▶ [Written exercise A]
Answer these about the article on Carl Hester's horses:
(i) Which two horses does Hester own?
(ii) Whose group of stables was hit by the global economic downturn?
(iii) Which horse will fetch the highest price?
▶ [Written exercise B]
Carry on the article about Carl Hester selling his horses from the point where it stops.

▶ [Article]
==================================================

Carl Hester, who owns Valegro and Uthopia and was on the riding team that won gold on Tuesday, admitted the horses would have been sold no matter what the result in London. But victory has naturally pushed up the asking price and Hester has taken the opportunity to cash in.

"It was always the plan to ride them until the Olympics and then they would be sold," Hester told reporters. "They are both very talented young horses, and of course there are plenty of people who would like to take them on.

"I always thought Uthopia would release me from a lifetime of slavery to work. I thought he would be the one to pay off my mortgage and finally free me from these shackles."

[ Photos: All the pretty horses ]

Hester decided to sell after his Irish business partner Sasha Stewart's group of stables was affected by the global economic downturn. Uthopia, who is regarded as one of the finest dressage horses in the world, will command the highest price.

==================================================

▶ [Supplied material]
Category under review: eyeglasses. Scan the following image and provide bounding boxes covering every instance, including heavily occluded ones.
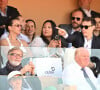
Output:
[12,24,22,27]
[72,17,81,21]
[81,25,93,29]
[9,53,23,58]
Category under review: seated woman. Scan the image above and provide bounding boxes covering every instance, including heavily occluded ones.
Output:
[24,19,36,44]
[93,16,100,36]
[0,18,28,48]
[30,20,61,47]
[0,18,32,67]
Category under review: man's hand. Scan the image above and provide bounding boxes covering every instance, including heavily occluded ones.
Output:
[21,61,34,75]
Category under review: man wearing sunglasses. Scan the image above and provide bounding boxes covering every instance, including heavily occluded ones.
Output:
[0,47,34,75]
[58,9,83,47]
[0,0,20,37]
[78,0,100,18]
[59,17,100,49]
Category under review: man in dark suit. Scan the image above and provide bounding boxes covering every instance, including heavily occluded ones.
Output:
[0,0,20,37]
[59,9,83,46]
[78,0,100,18]
[59,17,100,49]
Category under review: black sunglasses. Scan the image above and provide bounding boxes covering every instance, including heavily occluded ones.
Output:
[72,17,81,21]
[81,25,93,29]
[12,24,22,27]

==================================================

▶ [Exercise response A]
(i) Valegro and Uthopia.
(ii) His Irish business partner Sasha Stewart's.
(iii) Uthopia.

▶ [Exercise response B]
Laura Bechtolsheimer, the owner of Alf and another member of the team, is also accepting offers for her horse, but she will only sell if the price is right.

"Alf's future is up to Alf," she joked.

Great Britain's victory in the event at Greenwich Park was its first-ever medal in team dressage, which had been won by Germany at every Olympics since it was introduced in 1976.

Rafalca, a horse owned by Republican presidential candidate Mitt Romney's wife Ann, was part of the United States team that finished fourth.